What you have to do:
Copy the records below, replacing each occurrence of "even-odd" with "nonzero" and keeping everything else identical.

--- begin Record extracts ---

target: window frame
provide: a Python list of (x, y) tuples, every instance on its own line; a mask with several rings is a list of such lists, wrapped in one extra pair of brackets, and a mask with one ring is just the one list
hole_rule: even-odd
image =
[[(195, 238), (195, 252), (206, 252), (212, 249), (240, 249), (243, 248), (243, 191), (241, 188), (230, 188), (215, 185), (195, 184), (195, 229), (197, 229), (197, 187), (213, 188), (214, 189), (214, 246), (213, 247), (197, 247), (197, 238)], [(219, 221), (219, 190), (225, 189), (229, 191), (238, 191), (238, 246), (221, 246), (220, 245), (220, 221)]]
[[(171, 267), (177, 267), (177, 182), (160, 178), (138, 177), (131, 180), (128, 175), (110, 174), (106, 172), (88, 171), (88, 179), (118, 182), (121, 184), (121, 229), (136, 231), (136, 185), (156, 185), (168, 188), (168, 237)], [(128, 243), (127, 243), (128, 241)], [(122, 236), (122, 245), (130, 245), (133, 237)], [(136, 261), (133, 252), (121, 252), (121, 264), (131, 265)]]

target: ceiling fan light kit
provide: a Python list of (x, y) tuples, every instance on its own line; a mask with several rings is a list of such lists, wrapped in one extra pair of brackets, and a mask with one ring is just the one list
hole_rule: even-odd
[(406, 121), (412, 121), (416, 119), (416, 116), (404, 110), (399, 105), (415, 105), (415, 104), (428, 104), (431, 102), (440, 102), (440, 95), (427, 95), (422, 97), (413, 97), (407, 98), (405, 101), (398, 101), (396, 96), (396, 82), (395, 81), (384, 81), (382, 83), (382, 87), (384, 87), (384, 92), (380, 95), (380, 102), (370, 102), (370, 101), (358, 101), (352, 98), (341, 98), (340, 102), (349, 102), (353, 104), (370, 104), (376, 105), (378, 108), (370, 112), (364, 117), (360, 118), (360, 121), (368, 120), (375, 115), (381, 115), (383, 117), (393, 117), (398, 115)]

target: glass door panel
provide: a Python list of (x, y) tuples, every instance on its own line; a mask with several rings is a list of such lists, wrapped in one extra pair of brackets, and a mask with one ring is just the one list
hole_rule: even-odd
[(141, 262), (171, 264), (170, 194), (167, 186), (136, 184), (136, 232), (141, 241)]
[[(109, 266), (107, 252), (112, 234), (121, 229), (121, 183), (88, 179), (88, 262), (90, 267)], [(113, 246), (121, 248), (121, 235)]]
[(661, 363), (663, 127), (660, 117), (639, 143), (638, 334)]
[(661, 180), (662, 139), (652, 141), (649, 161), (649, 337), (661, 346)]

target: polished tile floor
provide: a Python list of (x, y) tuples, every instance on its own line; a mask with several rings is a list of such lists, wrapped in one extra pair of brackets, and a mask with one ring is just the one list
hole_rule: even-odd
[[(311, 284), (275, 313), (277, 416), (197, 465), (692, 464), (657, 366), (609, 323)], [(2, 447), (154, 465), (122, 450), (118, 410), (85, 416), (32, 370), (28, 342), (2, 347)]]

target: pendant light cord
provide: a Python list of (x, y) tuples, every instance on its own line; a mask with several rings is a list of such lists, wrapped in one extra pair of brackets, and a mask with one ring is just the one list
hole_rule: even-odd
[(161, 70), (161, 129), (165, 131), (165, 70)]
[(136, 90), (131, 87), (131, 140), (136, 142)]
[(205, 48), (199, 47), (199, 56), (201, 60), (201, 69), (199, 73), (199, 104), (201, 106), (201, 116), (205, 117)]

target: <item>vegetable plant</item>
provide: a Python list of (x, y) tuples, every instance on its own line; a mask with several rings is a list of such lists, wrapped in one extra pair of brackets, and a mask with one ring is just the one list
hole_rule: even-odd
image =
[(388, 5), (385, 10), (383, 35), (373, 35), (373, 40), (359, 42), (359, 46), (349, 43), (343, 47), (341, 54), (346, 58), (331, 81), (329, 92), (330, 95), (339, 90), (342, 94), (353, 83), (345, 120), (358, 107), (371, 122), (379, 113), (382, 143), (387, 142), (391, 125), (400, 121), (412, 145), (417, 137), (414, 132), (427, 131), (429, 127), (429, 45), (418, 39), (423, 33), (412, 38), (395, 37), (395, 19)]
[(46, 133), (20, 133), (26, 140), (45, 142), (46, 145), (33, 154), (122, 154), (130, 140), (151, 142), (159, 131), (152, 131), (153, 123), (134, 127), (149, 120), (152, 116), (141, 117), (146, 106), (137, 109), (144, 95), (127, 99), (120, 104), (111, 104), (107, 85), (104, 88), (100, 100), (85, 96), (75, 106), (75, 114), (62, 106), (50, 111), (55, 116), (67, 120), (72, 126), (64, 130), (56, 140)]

--- end Record extracts ---

Answer to this exercise:
target: window frame
provide: a Python list of (x, y) tuples, every instance on its own line; a mask with several rings is a list of such lists, wrapped in one extra pair of brackets, and a mask with one ring is just the one list
hole_rule: nonzero
image =
[[(195, 238), (195, 252), (206, 252), (212, 249), (240, 249), (243, 248), (243, 191), (241, 188), (230, 188), (215, 185), (195, 184), (195, 229), (197, 229), (197, 187), (213, 188), (214, 189), (214, 246), (213, 247), (197, 247), (197, 238)], [(219, 221), (219, 190), (225, 189), (229, 191), (238, 191), (238, 246), (221, 246), (220, 245), (220, 221)]]
[[(171, 267), (177, 267), (177, 182), (160, 178), (138, 177), (131, 180), (128, 175), (110, 174), (106, 172), (88, 171), (88, 179), (118, 182), (121, 184), (121, 229), (136, 231), (136, 185), (156, 185), (168, 188), (168, 237)], [(128, 243), (127, 243), (128, 241)], [(122, 236), (122, 245), (130, 245), (133, 237)], [(136, 261), (133, 252), (121, 252), (121, 264), (131, 265)]]

target: ceiling fan light kit
provide: a Python list of (x, y) tuples, every instance on its own line; a mask with several rings is a list of such lists, wrapped in one extra pair of brackets, and a mask with one ring is just the one list
hole_rule: nonzero
[(406, 121), (412, 121), (416, 119), (416, 116), (404, 110), (399, 105), (415, 105), (415, 104), (428, 104), (431, 102), (440, 102), (440, 95), (427, 95), (422, 97), (413, 97), (407, 98), (405, 101), (398, 101), (396, 96), (396, 82), (395, 81), (384, 81), (382, 83), (382, 87), (384, 87), (384, 92), (380, 95), (380, 102), (370, 102), (370, 101), (358, 101), (352, 98), (341, 98), (340, 102), (349, 102), (353, 104), (370, 104), (376, 105), (378, 108), (370, 112), (364, 117), (360, 118), (360, 121), (368, 120), (375, 115), (381, 115), (383, 117), (393, 117), (398, 115)]

target: glass door panel
provide: a Python list of (x, y) tuples, every instance on its own line; a mask with several rings is a list of such lists, wrapped in one extra pair of brackets, and a mask with one ring is just the one list
hole_rule: nonzero
[(141, 262), (171, 264), (170, 194), (167, 186), (136, 184), (136, 232), (141, 241)]
[[(109, 266), (107, 252), (112, 234), (121, 229), (121, 183), (88, 179), (88, 262), (90, 267)], [(113, 246), (121, 248), (121, 235)]]
[(661, 363), (663, 127), (660, 117), (639, 143), (638, 334)]
[(661, 180), (662, 139), (652, 141), (649, 161), (649, 337), (661, 346)]

target: polished tile floor
provide: a Python list of (x, y) tuples, every instance on its own line; a mask with several rings is a list of such lists, wrapped in one extra pair of brackets, and a mask with one ring is just the one list
hole_rule: nonzero
[[(311, 284), (275, 313), (277, 416), (197, 465), (692, 464), (657, 366), (609, 323)], [(2, 447), (154, 465), (122, 450), (118, 410), (85, 416), (32, 370), (28, 342), (2, 347)]]

target: pendant light cord
provide: a Python list of (x, y) tuples, every instance on its own line; a mask with several rings is a list of such lists, wrapped in one extra pair of brackets, and a mask with one ring is just the one list
hole_rule: nonzero
[(161, 70), (161, 129), (165, 131), (165, 70)]
[(136, 90), (131, 87), (131, 140), (136, 142)]
[(205, 48), (199, 47), (199, 56), (201, 60), (201, 69), (199, 73), (199, 104), (201, 106), (201, 116), (205, 117)]

target: <item>vegetable plant</item>
provide: a Python list of (x, y) tuples, every instance on its own line; a mask with several rings is a list of such lists, wrapped in one extra pair of brackets, and a mask with one ring is just the one list
hole_rule: nonzero
image =
[(388, 5), (385, 10), (383, 35), (373, 35), (373, 40), (359, 42), (359, 46), (349, 43), (343, 47), (341, 54), (346, 58), (331, 81), (329, 92), (330, 95), (339, 90), (342, 94), (353, 83), (345, 120), (358, 107), (371, 122), (379, 113), (382, 143), (387, 142), (391, 125), (400, 121), (412, 145), (417, 137), (414, 132), (427, 131), (429, 127), (429, 45), (418, 39), (423, 33), (412, 38), (395, 37), (395, 19)]
[(46, 133), (20, 133), (26, 140), (45, 142), (46, 145), (33, 154), (122, 154), (130, 140), (151, 142), (159, 131), (152, 131), (153, 123), (134, 127), (149, 120), (152, 116), (141, 117), (146, 106), (137, 109), (144, 95), (127, 99), (120, 104), (111, 104), (107, 85), (104, 88), (100, 100), (85, 96), (75, 106), (75, 114), (62, 106), (50, 111), (55, 116), (67, 120), (72, 126), (64, 130), (56, 140)]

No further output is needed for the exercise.